§ Requirements:
Take the line that contains "Target: wicker picnic basket" as the first and the last line of the material as the final one; set down exactly the lines in that span.

§ Dataset content:

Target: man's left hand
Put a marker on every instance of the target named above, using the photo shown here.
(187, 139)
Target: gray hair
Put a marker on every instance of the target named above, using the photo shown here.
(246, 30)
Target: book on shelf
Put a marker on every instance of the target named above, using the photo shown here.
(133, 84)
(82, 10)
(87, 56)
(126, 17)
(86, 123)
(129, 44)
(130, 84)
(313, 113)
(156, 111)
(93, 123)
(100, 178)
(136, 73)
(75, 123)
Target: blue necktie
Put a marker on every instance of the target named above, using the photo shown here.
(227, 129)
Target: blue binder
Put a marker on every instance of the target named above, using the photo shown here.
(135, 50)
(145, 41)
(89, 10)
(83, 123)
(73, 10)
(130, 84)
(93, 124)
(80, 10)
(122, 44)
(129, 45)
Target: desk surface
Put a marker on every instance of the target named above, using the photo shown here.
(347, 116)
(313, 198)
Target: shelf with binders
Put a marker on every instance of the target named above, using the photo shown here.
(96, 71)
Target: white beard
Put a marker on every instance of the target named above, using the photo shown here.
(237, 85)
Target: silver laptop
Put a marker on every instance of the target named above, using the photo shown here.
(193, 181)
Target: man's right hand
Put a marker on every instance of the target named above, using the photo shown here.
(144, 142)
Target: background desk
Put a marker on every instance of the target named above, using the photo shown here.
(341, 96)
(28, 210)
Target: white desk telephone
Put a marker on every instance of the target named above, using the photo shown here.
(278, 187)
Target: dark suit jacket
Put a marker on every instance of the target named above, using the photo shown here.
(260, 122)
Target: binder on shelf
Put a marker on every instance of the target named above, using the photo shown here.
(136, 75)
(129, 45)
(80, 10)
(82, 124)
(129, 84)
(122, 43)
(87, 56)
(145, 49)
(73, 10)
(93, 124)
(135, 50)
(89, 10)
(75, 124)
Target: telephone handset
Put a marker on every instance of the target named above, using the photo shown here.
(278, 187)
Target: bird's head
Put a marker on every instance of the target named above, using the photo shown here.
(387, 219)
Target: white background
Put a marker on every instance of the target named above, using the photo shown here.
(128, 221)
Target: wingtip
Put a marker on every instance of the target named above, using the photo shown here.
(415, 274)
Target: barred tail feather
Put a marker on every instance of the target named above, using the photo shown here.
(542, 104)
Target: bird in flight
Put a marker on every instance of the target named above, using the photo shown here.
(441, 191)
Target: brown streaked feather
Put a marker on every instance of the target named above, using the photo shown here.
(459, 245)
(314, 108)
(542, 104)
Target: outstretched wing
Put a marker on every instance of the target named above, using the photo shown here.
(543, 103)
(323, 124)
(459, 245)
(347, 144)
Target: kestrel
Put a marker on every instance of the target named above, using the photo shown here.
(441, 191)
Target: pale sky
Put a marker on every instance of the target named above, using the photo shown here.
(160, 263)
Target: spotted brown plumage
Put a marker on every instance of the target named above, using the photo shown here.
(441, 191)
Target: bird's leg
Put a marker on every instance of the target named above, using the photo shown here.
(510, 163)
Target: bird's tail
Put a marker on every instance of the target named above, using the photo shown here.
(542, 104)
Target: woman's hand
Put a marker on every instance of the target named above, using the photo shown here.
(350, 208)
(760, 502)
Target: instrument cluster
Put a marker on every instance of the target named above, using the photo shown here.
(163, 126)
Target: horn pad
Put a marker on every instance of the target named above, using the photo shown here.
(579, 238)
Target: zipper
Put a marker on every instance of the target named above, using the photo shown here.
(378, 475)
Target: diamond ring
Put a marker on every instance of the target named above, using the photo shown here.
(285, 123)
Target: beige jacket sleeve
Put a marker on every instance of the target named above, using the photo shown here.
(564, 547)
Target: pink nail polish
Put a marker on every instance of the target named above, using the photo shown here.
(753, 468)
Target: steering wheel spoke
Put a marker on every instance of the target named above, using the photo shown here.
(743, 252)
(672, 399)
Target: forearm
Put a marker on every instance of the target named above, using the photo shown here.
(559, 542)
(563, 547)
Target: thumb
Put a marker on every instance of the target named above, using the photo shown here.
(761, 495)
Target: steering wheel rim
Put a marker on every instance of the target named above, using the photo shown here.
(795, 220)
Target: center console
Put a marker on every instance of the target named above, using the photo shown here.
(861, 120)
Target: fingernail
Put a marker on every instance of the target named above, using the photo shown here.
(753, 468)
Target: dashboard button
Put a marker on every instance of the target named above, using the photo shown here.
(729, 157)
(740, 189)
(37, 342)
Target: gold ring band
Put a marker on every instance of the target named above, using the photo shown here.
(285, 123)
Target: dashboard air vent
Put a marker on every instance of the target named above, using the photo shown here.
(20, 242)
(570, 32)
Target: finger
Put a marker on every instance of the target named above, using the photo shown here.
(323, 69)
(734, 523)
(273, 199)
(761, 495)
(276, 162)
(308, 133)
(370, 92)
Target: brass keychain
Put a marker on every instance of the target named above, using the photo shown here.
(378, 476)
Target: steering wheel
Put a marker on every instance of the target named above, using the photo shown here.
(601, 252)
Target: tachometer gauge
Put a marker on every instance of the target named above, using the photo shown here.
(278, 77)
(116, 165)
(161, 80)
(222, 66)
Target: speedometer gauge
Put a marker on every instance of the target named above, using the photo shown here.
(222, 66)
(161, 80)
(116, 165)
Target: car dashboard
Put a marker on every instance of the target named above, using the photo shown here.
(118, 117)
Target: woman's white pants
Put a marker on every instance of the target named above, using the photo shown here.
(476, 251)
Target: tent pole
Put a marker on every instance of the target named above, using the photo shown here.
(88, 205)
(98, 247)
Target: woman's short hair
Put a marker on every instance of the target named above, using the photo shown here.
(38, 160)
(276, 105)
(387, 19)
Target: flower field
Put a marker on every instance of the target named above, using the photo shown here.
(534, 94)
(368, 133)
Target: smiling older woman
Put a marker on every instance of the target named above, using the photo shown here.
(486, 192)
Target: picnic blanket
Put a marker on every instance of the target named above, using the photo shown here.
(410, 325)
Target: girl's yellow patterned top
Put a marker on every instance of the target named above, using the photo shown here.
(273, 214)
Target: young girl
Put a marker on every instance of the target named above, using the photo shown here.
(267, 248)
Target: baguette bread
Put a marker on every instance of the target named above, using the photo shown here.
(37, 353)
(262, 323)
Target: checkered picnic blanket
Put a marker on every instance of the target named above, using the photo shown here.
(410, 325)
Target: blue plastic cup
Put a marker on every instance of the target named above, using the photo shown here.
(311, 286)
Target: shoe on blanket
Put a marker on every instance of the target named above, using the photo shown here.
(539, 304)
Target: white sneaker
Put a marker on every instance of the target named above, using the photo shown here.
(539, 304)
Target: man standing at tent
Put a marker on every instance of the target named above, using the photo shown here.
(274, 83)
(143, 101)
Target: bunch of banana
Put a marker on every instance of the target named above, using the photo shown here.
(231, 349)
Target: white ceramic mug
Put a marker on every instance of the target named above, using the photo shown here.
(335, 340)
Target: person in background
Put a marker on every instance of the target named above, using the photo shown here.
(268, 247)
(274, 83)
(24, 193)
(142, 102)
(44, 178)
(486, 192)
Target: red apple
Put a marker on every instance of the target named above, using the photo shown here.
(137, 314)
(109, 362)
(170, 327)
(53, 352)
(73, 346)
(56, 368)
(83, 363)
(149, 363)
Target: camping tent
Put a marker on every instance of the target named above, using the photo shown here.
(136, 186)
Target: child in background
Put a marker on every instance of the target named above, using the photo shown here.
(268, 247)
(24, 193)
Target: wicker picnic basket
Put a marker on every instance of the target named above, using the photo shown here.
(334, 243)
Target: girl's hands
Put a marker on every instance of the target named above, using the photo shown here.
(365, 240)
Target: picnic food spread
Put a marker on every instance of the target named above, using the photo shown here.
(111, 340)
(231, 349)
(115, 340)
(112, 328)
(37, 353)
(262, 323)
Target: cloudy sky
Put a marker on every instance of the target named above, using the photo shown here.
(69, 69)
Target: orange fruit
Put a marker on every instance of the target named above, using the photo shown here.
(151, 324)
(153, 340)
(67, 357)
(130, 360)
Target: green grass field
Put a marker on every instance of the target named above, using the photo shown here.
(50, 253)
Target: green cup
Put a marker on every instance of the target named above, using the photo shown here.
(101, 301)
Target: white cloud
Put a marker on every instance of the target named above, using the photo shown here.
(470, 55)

§ Exercise output:
Target: wicker picnic basket
Put a marker on every instance of the target named above, using the photo shown here.
(334, 243)
Target: girl's hands
Put a marker on every instance of the target named above, using the photo shown here.
(365, 240)
Target: picnic food spread
Put a marker on every instance of the target named above, using the photo shown here.
(111, 340)
(231, 349)
(115, 340)
(112, 328)
(37, 353)
(262, 323)
Target: cloudy sky
Put a marker on every instance of the target named above, using the photo shown here.
(69, 69)
Target: orange fruit
Put a marker on every instance of the target named above, using the photo shown here.
(151, 324)
(153, 340)
(67, 357)
(130, 360)
Target: green grass field
Put a marker on every instance of the target named above, using the photo shown here.
(50, 253)
Target: green cup
Put a marker on every instance of the target named above, using the photo shown here.
(101, 301)
Target: white cloud
Put a marker on every instance of the target named above, using the photo shown here.
(470, 55)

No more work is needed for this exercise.